**** WORKING DATA
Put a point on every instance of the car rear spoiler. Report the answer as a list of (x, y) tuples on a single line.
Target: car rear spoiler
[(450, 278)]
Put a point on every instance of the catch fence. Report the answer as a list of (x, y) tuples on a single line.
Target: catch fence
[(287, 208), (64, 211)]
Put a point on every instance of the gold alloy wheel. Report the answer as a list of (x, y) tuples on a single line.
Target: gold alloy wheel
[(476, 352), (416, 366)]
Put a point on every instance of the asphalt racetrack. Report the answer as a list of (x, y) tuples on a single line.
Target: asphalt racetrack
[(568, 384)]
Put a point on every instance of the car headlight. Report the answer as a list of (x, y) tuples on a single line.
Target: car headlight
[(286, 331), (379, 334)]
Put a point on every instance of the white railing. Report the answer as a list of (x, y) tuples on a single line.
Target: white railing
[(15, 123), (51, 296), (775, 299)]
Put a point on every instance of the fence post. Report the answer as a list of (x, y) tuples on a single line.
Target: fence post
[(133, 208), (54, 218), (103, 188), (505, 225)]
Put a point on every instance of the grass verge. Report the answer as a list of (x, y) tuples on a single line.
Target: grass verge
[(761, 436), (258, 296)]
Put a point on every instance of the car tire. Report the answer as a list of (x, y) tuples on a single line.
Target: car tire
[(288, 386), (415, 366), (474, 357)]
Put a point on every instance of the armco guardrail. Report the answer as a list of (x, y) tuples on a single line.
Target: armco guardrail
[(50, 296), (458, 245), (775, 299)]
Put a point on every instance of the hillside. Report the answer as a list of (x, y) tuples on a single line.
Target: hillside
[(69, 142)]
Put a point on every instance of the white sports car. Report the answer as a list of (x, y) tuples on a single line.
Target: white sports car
********
### EXERCISE GOAL
If a line in the entries above contains the word "sports", copy it.

### YOUR RESPONSE
Put a point on every instance of the white sports car. Report the answer as a list of (x, y) tuples on a single line.
Target: white sports car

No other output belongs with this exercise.